== Data to use ==

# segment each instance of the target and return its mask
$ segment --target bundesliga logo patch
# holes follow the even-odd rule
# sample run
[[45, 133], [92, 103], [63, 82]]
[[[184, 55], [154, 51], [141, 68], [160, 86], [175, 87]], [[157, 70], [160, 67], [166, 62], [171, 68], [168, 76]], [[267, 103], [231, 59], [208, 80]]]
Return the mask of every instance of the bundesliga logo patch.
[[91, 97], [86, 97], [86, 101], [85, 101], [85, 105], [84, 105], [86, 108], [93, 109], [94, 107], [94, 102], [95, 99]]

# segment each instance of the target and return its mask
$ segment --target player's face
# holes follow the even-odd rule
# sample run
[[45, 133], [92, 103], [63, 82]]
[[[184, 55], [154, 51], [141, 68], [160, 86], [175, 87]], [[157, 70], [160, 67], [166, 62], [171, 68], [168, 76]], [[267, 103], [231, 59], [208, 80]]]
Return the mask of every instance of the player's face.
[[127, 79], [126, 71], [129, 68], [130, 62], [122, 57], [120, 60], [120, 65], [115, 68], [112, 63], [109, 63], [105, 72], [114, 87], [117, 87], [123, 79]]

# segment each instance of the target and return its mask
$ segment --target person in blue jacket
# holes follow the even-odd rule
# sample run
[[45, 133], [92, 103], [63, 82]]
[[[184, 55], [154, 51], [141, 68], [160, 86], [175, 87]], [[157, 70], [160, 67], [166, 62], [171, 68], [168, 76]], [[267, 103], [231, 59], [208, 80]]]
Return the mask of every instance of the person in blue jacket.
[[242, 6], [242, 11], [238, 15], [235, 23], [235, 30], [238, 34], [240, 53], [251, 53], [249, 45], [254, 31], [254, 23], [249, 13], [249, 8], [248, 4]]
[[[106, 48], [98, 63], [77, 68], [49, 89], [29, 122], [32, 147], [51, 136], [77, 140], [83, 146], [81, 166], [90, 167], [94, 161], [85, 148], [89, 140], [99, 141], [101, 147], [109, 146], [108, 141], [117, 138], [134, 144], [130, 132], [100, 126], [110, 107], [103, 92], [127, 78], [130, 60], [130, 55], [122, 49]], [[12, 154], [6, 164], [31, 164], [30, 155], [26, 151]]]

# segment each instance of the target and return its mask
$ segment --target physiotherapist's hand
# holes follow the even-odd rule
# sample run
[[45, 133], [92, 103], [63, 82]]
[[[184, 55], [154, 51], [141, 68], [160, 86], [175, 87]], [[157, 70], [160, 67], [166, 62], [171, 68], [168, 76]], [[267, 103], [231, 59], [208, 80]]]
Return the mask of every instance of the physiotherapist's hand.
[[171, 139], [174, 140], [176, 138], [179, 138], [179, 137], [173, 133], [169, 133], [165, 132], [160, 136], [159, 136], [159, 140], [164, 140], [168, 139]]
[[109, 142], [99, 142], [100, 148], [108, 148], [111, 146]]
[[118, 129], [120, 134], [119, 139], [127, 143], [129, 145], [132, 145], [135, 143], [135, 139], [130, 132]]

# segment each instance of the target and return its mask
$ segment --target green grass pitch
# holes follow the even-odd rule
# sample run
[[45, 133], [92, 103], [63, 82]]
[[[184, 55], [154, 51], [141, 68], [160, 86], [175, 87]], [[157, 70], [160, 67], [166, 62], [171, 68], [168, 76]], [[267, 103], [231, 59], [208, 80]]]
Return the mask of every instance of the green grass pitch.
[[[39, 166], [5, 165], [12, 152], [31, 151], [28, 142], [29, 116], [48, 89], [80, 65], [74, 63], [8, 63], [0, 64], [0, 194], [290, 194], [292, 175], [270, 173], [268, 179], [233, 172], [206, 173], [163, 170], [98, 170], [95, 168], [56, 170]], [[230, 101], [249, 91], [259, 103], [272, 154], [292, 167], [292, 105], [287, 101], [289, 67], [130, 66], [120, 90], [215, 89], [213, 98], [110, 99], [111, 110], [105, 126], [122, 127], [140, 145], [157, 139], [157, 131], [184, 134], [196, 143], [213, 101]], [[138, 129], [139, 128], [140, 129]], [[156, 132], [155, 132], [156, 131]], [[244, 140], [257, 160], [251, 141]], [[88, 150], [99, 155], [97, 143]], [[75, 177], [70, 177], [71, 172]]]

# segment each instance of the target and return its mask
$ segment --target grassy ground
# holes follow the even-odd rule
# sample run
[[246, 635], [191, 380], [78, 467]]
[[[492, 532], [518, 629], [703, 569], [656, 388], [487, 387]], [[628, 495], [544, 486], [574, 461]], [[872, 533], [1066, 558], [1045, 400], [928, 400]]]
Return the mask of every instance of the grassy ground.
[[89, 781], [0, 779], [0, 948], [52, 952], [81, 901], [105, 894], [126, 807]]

===

To be done: Format every line of the listing above as a Markdown table with two columns, Row for the row number and Line for the line itself. Leave out the blank lines.

Finished answer:
| Row | Line |
|---|---|
| 1 | # segment each instance of the target and return its mask |
| 2 | $ segment --target bundesliga logo patch |
| 3 | # holes follow the even-odd rule |
| 4 | # sample run |
| 5 | [[45, 133], [92, 103], [63, 82]] |
| 6 | [[[184, 55], [154, 51], [141, 68], [160, 86], [175, 87]], [[157, 70], [160, 67], [166, 62], [171, 68], [168, 76]], [[267, 103], [231, 59], [208, 80]]] |
| 7 | Return the mask of every instance of the bundesliga logo patch. |
| 8 | [[91, 97], [86, 97], [86, 101], [85, 101], [85, 105], [84, 105], [86, 108], [93, 109], [94, 107], [94, 102], [95, 99]] |
| 9 | # segment each instance of the target and return its mask |
| 10 | $ segment --target player's face |
| 11 | # holes follow the even-odd rule |
| 12 | # sample run |
| 13 | [[45, 133], [92, 103], [63, 82]] |
| 14 | [[[184, 55], [154, 51], [141, 68], [160, 86], [175, 87]], [[157, 70], [160, 67], [166, 62], [171, 68], [168, 76]], [[267, 103], [231, 59], [208, 80]]] |
| 15 | Return the mask of every instance of the player's face. |
| 16 | [[127, 79], [126, 71], [129, 68], [130, 62], [122, 57], [120, 60], [120, 65], [115, 68], [112, 63], [109, 63], [105, 72], [114, 87], [117, 87], [123, 79]] |
| 17 | # segment each instance of the target and return its mask |
| 18 | $ segment --target person in blue jacket |
| 19 | # holes follow the even-odd rule |
| 20 | # sample run |
| 21 | [[45, 133], [92, 103], [63, 82]] |
| 22 | [[[184, 55], [154, 51], [141, 68], [160, 86], [175, 87]], [[157, 70], [160, 67], [166, 62], [171, 68], [168, 76]], [[267, 103], [231, 59], [208, 80]]] |
| 23 | Return the mask of every instance of the person in blue jacket. |
| 24 | [[242, 6], [242, 11], [238, 15], [235, 23], [235, 30], [238, 34], [240, 53], [251, 53], [249, 45], [254, 31], [254, 23], [249, 13], [249, 8], [248, 4]] |
| 25 | [[[106, 48], [98, 63], [77, 68], [49, 89], [29, 122], [32, 147], [51, 136], [77, 140], [83, 146], [81, 166], [90, 167], [94, 161], [85, 148], [89, 140], [99, 141], [101, 147], [109, 146], [108, 141], [117, 138], [134, 144], [130, 132], [100, 126], [110, 107], [103, 92], [127, 78], [130, 60], [130, 55], [122, 49]], [[12, 154], [6, 164], [31, 164], [30, 155], [26, 151]]] |
| 26 | # segment each instance of the target and return its mask |
| 27 | $ segment --target physiotherapist's hand |
| 28 | # holes follow the even-odd rule |
| 29 | # sample run |
| 30 | [[45, 133], [92, 103], [63, 82]] |
| 31 | [[[184, 55], [154, 51], [141, 68], [160, 86], [175, 87]], [[157, 70], [160, 67], [166, 62], [171, 68], [168, 76]], [[267, 103], [231, 59], [208, 80]]] |
| 32 | Return the mask of every instance of the physiotherapist's hand. |
| 33 | [[171, 139], [174, 140], [176, 138], [179, 138], [179, 137], [173, 133], [169, 133], [165, 132], [160, 136], [159, 136], [159, 140], [164, 140], [168, 139]] |
| 34 | [[109, 142], [99, 142], [100, 148], [108, 148], [111, 146]] |
| 35 | [[118, 129], [120, 134], [119, 139], [127, 143], [129, 145], [132, 145], [135, 143], [135, 139], [130, 132]] |
| 36 | # segment each instance of the target and return its mask |
| 37 | $ segment --target green grass pitch |
| 38 | # holes follow the even-odd rule |
| 39 | # sample run |
| 40 | [[45, 133], [92, 103], [63, 82]] |
| 41 | [[[184, 55], [154, 51], [141, 68], [160, 86], [175, 87]], [[157, 70], [160, 67], [166, 62], [171, 68], [168, 76]], [[267, 103], [231, 59], [208, 80]]] |
| 42 | Return the mask of every instance of the green grass pitch. |
| 43 | [[[39, 166], [5, 165], [12, 152], [31, 151], [28, 142], [29, 116], [48, 89], [80, 65], [74, 63], [8, 63], [0, 64], [0, 194], [290, 194], [292, 175], [270, 173], [268, 179], [233, 172], [206, 173], [163, 170], [98, 170], [95, 168], [56, 170]], [[230, 101], [249, 91], [259, 103], [272, 154], [292, 167], [292, 105], [287, 101], [289, 67], [130, 66], [120, 90], [215, 89], [213, 98], [110, 99], [111, 110], [105, 126], [122, 127], [140, 145], [157, 139], [157, 131], [184, 134], [196, 143], [213, 101]], [[138, 129], [139, 128], [140, 129]], [[156, 132], [155, 132], [156, 131]], [[244, 140], [257, 160], [251, 141]], [[88, 150], [99, 155], [97, 143]], [[75, 177], [70, 177], [71, 172]]] |
| 44 | # segment each instance of the target and return its mask |
| 45 | $ segment --target grassy ground |
| 46 | # holes follow the even-odd rule |
| 47 | # sample run |
| 48 | [[246, 635], [191, 380], [78, 467]] |
| 49 | [[[492, 532], [518, 629], [703, 569], [656, 388], [487, 387]], [[628, 495], [544, 486], [574, 461]], [[872, 533], [1066, 558], [1045, 400], [928, 400]]] |
| 50 | Return the mask of every instance of the grassy ground. |
| 51 | [[89, 781], [0, 779], [0, 948], [52, 952], [81, 901], [105, 894], [126, 807]] |